▶ [Extrait à lire]:
====================

Chloé Jarry

AU CREUX DES RELIEFS — Entretien

Léo Bioret : L’objet sculptural en corrélation avec l’espace d’exposition provoque un mouvement autour de tes œuvres, le détournement.

Chloé Jarry : Je peux me retrouver dans le faux-semblant mais je ne trompe pas l’œil non plus. Je propose plutôt un trouble qui n’existe que s’il y a une observation d’un environnement d’exposition. Il est rare que mes sculptures soient installées dans l’espace comme des sculptures traditionnelles.
J’utilise le décentrement dans la façon dont je présente mon travail. Il y a tout de même un décalage car je m’approprie l’espace d’exposition, je compose avec, je ne vais pas chercher à le transformer.
Lorsque l’on visite un espace c’est déjà une expérience de volume et d’architecture en soi. Mes pièces peuvent être discrètes et non interceptées au premier coup d’œil. Une fois l’œuvre installée, elle a sa place, elle fait partie d’un « ecosystème » spatial. Je laisse faire sans pour autant être dans un jeu de cache-cache.

Léo Bioret : Quel est le point de départ du déplacement spatial et fonctionnel ?

====================

▶ [Travail à réaliser]:
1. Relevez, dans les propos de Chloé Jarry au sein de l'entretien, toutes les phrases qui contiennent le mot « espace ».
2. D'après l'entretien, qu'est-ce que Chloé Jarry utilise dans la façon dont elle présente son travail ?
3. Pour chacune des affirmations suivantes, indiquez si elle concorde avec l'entretien, en citant les mots décisifs : (a) Chloé Jarry affirme tromper l'œil ; (b) ses pièces peuvent passer inaperçues au premier regard ; (c) elle cherche à transformer l'espace d'exposition.

▶ [Entrées extraites]:

====================

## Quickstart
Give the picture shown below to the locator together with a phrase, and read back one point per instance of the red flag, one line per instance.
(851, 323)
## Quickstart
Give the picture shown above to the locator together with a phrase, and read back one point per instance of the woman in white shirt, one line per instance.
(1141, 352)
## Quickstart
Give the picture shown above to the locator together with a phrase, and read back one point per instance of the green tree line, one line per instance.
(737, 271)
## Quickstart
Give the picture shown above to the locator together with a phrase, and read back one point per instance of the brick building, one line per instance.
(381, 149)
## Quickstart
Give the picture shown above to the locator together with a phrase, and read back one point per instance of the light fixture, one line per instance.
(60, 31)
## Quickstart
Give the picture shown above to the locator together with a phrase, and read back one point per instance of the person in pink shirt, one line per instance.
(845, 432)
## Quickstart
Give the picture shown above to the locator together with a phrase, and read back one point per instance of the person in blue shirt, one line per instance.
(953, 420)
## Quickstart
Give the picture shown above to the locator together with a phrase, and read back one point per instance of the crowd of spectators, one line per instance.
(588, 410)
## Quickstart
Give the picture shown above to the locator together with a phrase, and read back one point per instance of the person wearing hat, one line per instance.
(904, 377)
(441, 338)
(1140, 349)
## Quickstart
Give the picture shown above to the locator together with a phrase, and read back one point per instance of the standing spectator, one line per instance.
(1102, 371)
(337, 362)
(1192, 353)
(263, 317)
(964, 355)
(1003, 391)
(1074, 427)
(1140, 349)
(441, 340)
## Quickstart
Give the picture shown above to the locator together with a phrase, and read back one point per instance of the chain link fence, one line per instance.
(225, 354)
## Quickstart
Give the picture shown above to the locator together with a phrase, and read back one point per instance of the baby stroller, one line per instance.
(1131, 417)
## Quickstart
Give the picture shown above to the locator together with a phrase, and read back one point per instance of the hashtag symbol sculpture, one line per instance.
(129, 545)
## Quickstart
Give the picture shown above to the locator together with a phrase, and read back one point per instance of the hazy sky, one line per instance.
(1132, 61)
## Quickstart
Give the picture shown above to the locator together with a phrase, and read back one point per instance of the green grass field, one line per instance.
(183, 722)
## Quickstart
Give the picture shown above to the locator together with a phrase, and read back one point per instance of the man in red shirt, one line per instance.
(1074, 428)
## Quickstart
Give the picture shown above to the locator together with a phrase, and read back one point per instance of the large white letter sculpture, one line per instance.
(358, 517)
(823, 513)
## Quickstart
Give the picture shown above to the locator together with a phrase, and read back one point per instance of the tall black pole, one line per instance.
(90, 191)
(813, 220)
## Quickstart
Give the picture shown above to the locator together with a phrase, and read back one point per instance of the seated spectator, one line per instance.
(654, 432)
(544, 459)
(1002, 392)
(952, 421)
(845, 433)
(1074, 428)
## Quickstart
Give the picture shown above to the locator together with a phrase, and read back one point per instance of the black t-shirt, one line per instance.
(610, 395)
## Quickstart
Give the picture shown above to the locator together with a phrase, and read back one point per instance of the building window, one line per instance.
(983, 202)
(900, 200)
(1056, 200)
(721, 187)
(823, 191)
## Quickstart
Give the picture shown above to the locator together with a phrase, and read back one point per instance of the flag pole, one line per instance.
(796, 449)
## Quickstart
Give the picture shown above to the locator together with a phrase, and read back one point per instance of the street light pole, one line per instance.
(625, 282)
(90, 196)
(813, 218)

====================

▶ [Réponses par consigne]:
1.
« Il est rare que mes sculptures soient installées dans l’espace comme des sculptures traditionnelles. »
« Il y a tout de même un décalage car je m’approprie l’espace d’exposition, je compose avec, je ne vais pas chercher à le transformer. »
« Lorsque l’on visite un espace c’est déjà une expérience de volume et d’architecture en soi. »

2. Le décentrement.

3.
(a) Non : « je ne trompe pas l’œil non plus ».
(b) Oui : « Mes pièces peuvent être discrètes et non interceptées au premier coup d’œil ».
(c) Non : « je ne vais pas chercher à le transformer ».